»»

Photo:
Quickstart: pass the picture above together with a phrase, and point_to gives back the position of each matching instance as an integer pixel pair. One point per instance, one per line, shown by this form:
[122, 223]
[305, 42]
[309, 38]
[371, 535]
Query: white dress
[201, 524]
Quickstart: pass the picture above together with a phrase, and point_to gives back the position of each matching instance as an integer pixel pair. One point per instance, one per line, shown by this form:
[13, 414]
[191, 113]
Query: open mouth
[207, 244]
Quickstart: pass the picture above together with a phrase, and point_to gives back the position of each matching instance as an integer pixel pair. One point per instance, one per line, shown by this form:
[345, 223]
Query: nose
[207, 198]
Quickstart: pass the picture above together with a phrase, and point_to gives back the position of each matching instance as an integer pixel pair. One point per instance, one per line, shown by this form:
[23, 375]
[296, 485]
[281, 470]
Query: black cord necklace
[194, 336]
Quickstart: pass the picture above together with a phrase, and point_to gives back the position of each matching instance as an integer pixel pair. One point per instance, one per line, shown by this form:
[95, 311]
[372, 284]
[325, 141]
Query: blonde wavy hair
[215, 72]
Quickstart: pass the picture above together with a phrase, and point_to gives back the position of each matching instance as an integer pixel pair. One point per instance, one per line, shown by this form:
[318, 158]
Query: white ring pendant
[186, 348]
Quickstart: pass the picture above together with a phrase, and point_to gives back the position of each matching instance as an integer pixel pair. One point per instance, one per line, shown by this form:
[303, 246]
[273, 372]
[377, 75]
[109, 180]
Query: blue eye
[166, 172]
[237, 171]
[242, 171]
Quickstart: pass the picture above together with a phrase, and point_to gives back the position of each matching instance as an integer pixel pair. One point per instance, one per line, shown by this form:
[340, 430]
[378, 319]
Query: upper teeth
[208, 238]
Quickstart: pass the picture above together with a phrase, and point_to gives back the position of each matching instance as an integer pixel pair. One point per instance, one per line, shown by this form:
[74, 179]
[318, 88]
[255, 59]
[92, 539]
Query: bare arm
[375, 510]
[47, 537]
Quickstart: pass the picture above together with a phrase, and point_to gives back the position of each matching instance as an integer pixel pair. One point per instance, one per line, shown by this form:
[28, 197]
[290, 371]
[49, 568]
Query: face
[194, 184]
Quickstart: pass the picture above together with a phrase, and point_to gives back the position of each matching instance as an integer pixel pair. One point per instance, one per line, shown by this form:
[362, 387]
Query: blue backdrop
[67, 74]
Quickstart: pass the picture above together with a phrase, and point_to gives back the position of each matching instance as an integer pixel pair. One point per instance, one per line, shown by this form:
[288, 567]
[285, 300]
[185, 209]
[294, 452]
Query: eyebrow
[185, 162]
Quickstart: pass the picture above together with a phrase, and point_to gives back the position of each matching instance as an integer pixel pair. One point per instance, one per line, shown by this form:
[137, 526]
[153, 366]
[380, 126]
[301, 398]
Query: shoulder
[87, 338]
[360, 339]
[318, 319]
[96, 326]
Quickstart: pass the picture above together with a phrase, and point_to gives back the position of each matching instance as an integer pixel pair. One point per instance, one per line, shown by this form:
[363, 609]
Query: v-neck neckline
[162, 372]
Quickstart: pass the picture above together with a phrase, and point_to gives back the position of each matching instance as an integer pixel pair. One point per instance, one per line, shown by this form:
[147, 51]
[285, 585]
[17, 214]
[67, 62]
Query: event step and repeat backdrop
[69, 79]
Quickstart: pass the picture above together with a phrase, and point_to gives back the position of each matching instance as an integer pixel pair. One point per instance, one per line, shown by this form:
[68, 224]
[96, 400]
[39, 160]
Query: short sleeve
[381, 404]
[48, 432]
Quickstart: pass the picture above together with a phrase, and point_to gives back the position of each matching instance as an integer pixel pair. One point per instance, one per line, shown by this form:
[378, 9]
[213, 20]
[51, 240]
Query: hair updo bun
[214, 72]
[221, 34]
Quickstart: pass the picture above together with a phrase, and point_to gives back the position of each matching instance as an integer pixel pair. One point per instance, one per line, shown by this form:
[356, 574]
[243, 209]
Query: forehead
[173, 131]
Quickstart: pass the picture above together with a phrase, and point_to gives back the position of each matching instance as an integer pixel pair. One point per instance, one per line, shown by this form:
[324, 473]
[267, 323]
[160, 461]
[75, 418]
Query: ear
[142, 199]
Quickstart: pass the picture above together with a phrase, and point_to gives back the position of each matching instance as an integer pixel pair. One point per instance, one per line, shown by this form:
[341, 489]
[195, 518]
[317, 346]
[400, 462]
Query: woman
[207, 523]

««

▸ **WHAT IS NEEDED**
Every record should be repeated exactly; please leave none out.

▸ **FULL ANSWER**
Photo:
Quickstart: pass the picture above together with a phrase, and point_to gives back the position of each matching instance as an integer pixel pair. One point per instance, one per line, shown by this form:
[122, 223]
[305, 42]
[309, 38]
[371, 535]
Query: white dress
[201, 524]
Quickstart: pass the picture above together with a phrase, and point_to gives back the position of each matching instance as an integer pixel pair. One point per instance, one per line, shown by this form:
[13, 414]
[191, 113]
Query: open mouth
[207, 244]
Quickstart: pass the picture above together with a phrase, and point_to gives back the position of each matching instance as an integer pixel pair. One point per instance, one per line, shown by this form:
[345, 223]
Query: nose
[207, 198]
Quickstart: pass the picture above together with a phrase, and point_to gives back the position of each matching instance as an integer pixel pair. One point per instance, one per line, shown by this form:
[23, 375]
[296, 485]
[281, 470]
Query: black cord necklace
[194, 336]
Quickstart: pass the picture above together with a phrase, and point_to gives back the position of each matching instance as an integer pixel pair. One point per instance, one per line, shown by this form:
[95, 311]
[372, 284]
[325, 141]
Query: blonde wavy hair
[215, 72]
Quickstart: pass the picture above together with a phrase, and point_to gives back the position of each matching instance as an integer pixel pair. One point per instance, one per line, shown by this form:
[318, 158]
Query: white ring pendant
[186, 348]
Quickstart: pass the picture above together with a phrase, and point_to gives back the position of each matching instance as an integer pixel pair. One point per instance, one per line, shown by this form:
[303, 246]
[273, 372]
[377, 75]
[109, 180]
Query: blue eye
[166, 172]
[237, 171]
[242, 171]
Quickstart: pass the picture above together with a phrase, and point_to gives back the position of each matching instance as an integer pixel pair. One point per instance, one per line, shown by this form:
[340, 430]
[378, 319]
Query: upper teeth
[208, 238]
Quickstart: pass the picture above together with a phrase, and point_to gives back the position of each matching instance as an integer pixel pair. One point per instance, one per line, shown by this form:
[74, 179]
[318, 88]
[255, 59]
[92, 539]
Query: bare arm
[375, 510]
[47, 537]
Quickstart: pass the picture above together with a phrase, and point_to gives back the position of each matching instance as an integer pixel pair. One point per instance, one per line, shown by this form:
[28, 197]
[290, 371]
[49, 568]
Query: face
[194, 184]
Quickstart: pass the picture above together with a phrase, and point_to gives back the position of each matching instance as an integer pixel pair. One point per instance, one per line, shown by this form:
[362, 387]
Query: blue backdrop
[67, 74]
Quickstart: pass the picture above together with a phrase, and point_to gives back the position of each matching instance as an integer pixel pair. One point per instance, one per line, shown by this form:
[288, 567]
[285, 300]
[185, 209]
[294, 452]
Query: eyebrow
[185, 162]
Quickstart: pass the picture above together with a phrase, and point_to gives back the position of each matching instance as an integer pixel pair. One point per instance, one per line, shown by this form:
[137, 526]
[153, 366]
[380, 126]
[301, 398]
Query: shoulder
[87, 338]
[360, 339]
[318, 319]
[96, 326]
Quickstart: pass the picture above together with a phrase, and point_to gives back the position of each matching instance as an integer pixel pair. One point per instance, one per line, shown by this form:
[363, 609]
Query: v-neck neckline
[162, 372]
Quickstart: pass the picture above together with a phrase, and point_to gives back the position of each matching instance as an integer pixel pair. One point per instance, one per line, shown by this form:
[147, 51]
[285, 585]
[17, 214]
[67, 62]
Query: event step and repeat backdrop
[69, 79]
Quickstart: pass the picture above together with a phrase, and point_to gives back the position of each matching instance as an integer pixel pair. One point per instance, one per line, shown by this form:
[68, 224]
[96, 400]
[39, 160]
Query: short sleeve
[381, 404]
[48, 432]
Quickstart: pass the picture above together with a phrase, and point_to gives back the position of each matching instance as an integer pixel pair. One point per instance, one per line, shown by this form:
[378, 9]
[213, 20]
[51, 240]
Query: hair updo bun
[214, 72]
[221, 34]
Quickstart: pass the picture above together with a phrase, and point_to gives back the position of each matching instance as an integer pixel pair. One point per instance, one per line, shown by this form:
[356, 574]
[243, 209]
Query: forehead
[173, 131]
Quickstart: pass the picture above together with a phrase, and point_to gives back the position of each matching instance as an integer pixel pair. One point per instance, one per line, shown by this form:
[324, 473]
[267, 323]
[160, 461]
[75, 418]
Query: ear
[142, 199]
Quickstart: pass the picture above together with a phrase, and point_to gives back the position of each matching instance as an integer pixel pair. One point per instance, one per line, shown by this form:
[341, 489]
[195, 518]
[317, 346]
[400, 462]
Query: woman
[207, 523]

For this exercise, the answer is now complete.